[Entries on locating named items]
>> Start
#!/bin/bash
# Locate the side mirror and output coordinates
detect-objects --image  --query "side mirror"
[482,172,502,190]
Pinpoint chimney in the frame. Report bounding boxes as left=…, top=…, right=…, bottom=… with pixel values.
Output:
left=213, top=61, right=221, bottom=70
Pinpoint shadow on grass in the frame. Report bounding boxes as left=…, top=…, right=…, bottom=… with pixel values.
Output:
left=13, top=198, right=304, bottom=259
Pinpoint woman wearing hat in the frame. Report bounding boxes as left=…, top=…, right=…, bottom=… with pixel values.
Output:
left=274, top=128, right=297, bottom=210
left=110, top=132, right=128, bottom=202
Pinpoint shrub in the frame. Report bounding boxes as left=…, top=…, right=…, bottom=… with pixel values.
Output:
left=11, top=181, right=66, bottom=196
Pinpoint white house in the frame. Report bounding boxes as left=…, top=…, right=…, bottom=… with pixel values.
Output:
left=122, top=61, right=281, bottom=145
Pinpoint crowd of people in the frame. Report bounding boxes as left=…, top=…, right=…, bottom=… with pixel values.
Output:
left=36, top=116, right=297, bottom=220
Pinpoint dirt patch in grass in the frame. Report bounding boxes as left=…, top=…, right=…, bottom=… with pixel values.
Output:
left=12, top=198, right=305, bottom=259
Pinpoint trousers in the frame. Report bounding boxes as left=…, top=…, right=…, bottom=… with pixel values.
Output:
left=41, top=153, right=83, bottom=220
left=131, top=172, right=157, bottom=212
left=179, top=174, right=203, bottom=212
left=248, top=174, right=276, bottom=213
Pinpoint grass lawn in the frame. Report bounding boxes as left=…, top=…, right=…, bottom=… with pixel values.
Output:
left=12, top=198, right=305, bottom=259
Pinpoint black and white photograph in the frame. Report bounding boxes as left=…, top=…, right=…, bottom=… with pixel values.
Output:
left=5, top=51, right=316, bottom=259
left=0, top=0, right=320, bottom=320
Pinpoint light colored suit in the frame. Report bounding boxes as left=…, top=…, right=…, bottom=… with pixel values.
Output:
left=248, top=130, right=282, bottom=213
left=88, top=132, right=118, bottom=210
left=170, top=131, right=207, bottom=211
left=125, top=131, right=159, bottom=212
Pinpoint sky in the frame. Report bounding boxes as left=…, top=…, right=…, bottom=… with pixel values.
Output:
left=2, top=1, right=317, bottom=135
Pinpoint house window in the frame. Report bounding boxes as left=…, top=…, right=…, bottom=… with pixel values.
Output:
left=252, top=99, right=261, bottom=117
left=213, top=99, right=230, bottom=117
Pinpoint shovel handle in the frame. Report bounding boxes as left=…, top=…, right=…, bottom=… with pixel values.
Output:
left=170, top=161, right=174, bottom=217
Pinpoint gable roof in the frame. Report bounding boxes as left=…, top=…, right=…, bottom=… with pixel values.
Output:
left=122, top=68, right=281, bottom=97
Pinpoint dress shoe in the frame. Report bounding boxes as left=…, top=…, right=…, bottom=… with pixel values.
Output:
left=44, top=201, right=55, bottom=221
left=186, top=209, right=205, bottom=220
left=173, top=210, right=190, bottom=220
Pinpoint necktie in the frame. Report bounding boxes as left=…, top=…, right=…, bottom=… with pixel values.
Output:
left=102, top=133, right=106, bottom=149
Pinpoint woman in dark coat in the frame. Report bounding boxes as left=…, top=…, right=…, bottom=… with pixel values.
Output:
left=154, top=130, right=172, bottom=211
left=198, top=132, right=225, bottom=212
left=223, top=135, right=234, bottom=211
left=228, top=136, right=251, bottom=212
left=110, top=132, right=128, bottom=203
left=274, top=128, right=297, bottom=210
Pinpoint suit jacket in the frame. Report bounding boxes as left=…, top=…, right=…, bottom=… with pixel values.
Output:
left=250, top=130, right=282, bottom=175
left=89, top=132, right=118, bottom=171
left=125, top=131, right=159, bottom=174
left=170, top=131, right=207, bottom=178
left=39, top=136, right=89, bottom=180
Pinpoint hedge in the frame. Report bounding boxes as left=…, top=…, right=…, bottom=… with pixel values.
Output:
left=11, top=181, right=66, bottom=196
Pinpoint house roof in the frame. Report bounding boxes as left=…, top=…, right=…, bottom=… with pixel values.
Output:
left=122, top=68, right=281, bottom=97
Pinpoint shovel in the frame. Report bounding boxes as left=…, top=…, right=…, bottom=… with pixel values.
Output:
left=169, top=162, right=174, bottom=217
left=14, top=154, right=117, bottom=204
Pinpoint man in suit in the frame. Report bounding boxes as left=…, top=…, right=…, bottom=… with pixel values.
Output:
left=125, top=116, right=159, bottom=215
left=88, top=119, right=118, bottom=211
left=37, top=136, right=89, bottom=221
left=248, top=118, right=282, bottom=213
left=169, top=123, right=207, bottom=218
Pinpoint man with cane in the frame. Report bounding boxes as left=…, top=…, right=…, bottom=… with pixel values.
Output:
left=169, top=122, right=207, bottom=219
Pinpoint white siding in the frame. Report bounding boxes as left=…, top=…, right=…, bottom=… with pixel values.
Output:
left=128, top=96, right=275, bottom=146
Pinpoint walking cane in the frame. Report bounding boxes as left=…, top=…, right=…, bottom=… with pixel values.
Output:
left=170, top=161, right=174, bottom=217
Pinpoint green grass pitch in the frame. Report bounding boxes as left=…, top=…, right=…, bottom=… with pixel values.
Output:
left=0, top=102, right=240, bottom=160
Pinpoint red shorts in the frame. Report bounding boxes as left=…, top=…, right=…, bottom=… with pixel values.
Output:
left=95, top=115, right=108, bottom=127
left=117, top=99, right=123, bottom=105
>> End
→ EXERCISE INSTRUCTIONS
Reproduce all of the records above, replacing each occurrence of "Pinpoint" with "Identify" and leaving everything else unchanged.

→ EXERCISE RESULT
#!/bin/bash
# Locate the side mirror and output coordinates
detect-objects --image  --query "side mirror"
[482,172,502,190]
Identify chimney in the frame. Report bounding boxes as left=…, top=…, right=…, bottom=… with pixel values.
Output:
left=213, top=61, right=221, bottom=70
Identify shadow on grass in the frame. Report bounding boxes as left=…, top=…, right=…, bottom=… with pixel values.
Output:
left=13, top=198, right=304, bottom=259
Identify woman wearing hat in the frame. Report bounding boxes as left=…, top=…, right=…, bottom=… with pixel values.
Output:
left=274, top=128, right=297, bottom=210
left=110, top=132, right=128, bottom=202
Identify shrub in the frame. Report bounding boxes as left=…, top=…, right=…, bottom=… with pixel values.
Output:
left=11, top=181, right=66, bottom=196
Identify white house in the frame. Report bounding boxes as left=…, top=…, right=…, bottom=… with pixel values.
Output:
left=122, top=61, right=281, bottom=145
Identify crowd of people in the frame. Report bounding boxes as left=…, top=…, right=…, bottom=… with pixel values.
Output:
left=36, top=116, right=297, bottom=220
Identify dirt patch in grass in the frame. Report bounding boxes as left=…, top=…, right=…, bottom=… with pixel values.
Output:
left=12, top=198, right=305, bottom=259
Identify trousers in the frame. Report bounding boxes as left=…, top=…, right=…, bottom=… with pixel values.
Output:
left=41, top=153, right=83, bottom=220
left=131, top=172, right=157, bottom=212
left=179, top=174, right=203, bottom=212
left=248, top=174, right=276, bottom=213
Identify grass lawn in the frame. Report bounding boxes as left=…, top=…, right=…, bottom=… with pixel values.
Output:
left=12, top=198, right=305, bottom=259
Identify black and white photograph in the frame. Report bounding boxes as left=…, top=…, right=…, bottom=… with pixel values.
Output:
left=5, top=51, right=316, bottom=259
left=0, top=0, right=320, bottom=320
Identify light colored suit in the frame. Report bounding boxes as left=…, top=…, right=…, bottom=… with pixel values.
Output:
left=248, top=130, right=282, bottom=213
left=88, top=132, right=118, bottom=210
left=170, top=131, right=207, bottom=211
left=125, top=131, right=159, bottom=212
Identify sky in the frame. Report bounding boxes as left=…, top=…, right=…, bottom=… with pixel values.
Output:
left=2, top=1, right=317, bottom=135
Identify house window in the frame. Report bounding boxes as left=…, top=…, right=…, bottom=… with pixel values.
Output:
left=252, top=99, right=261, bottom=117
left=213, top=99, right=230, bottom=117
Identify shovel handle in the frame. Report bounding boxes as left=…, top=…, right=…, bottom=… with pixel values.
Output:
left=170, top=161, right=174, bottom=217
Identify gable roof in the frame. Report bounding boxes as left=…, top=…, right=…, bottom=… with pixel values.
Output:
left=122, top=68, right=281, bottom=97
Identify dress shoe in the frame. Report bounding boxes as left=…, top=…, right=…, bottom=… with pixel values.
Output:
left=44, top=201, right=55, bottom=221
left=186, top=209, right=205, bottom=220
left=173, top=210, right=190, bottom=220
Identify necktie in the frame. Report bounding boxes as left=…, top=…, right=…, bottom=… with pixel values.
Output:
left=102, top=133, right=106, bottom=149
Identify woman in dark coat in the frame. Report bounding boxes as left=…, top=…, right=…, bottom=… with pixel values.
Output:
left=154, top=130, right=172, bottom=211
left=198, top=132, right=225, bottom=212
left=223, top=135, right=234, bottom=211
left=228, top=136, right=251, bottom=212
left=110, top=132, right=128, bottom=203
left=274, top=128, right=297, bottom=210
Identify suit jacket in the frame. Report bounding boxes as left=…, top=…, right=…, bottom=… with pixel values.
Output:
left=250, top=130, right=282, bottom=175
left=89, top=132, right=118, bottom=171
left=125, top=131, right=159, bottom=174
left=170, top=131, right=207, bottom=178
left=39, top=136, right=89, bottom=180
Identify hedge in the frame. Report bounding boxes as left=…, top=…, right=…, bottom=… with pixel values.
Output:
left=11, top=181, right=66, bottom=196
Identify house roof in the frame. Report bounding boxes as left=…, top=…, right=…, bottom=… with pixel values.
Output:
left=122, top=68, right=281, bottom=97
Identify shovel in the frame. Report bounding boxes as left=…, top=…, right=…, bottom=… with pixel values.
Output:
left=169, top=162, right=174, bottom=217
left=14, top=154, right=117, bottom=204
Identify man in suit in the frame. Report bounding boxes as left=…, top=…, right=…, bottom=… with pixel values.
Output:
left=125, top=116, right=159, bottom=215
left=88, top=119, right=118, bottom=211
left=37, top=136, right=89, bottom=221
left=248, top=118, right=282, bottom=213
left=169, top=123, right=207, bottom=218
Identify man with cane in the frame. Report bounding boxes as left=…, top=…, right=…, bottom=… with pixel values.
Output:
left=169, top=122, right=207, bottom=219
Identify white siding in the frame. Report bounding boxes as left=…, top=…, right=…, bottom=… with pixel values.
Output:
left=128, top=96, right=275, bottom=146
Identify walking cane in the frame. Report bounding boxes as left=…, top=…, right=…, bottom=… with pixel values.
Output:
left=170, top=161, right=174, bottom=217
Identify green grass pitch in the frame. Report bounding boxes as left=…, top=…, right=…, bottom=… with pixel values.
Output:
left=0, top=102, right=240, bottom=160
Identify red shorts in the frame. Report bounding boxes as left=…, top=…, right=…, bottom=… with pixel values.
Output:
left=95, top=115, right=108, bottom=127
left=117, top=99, right=123, bottom=105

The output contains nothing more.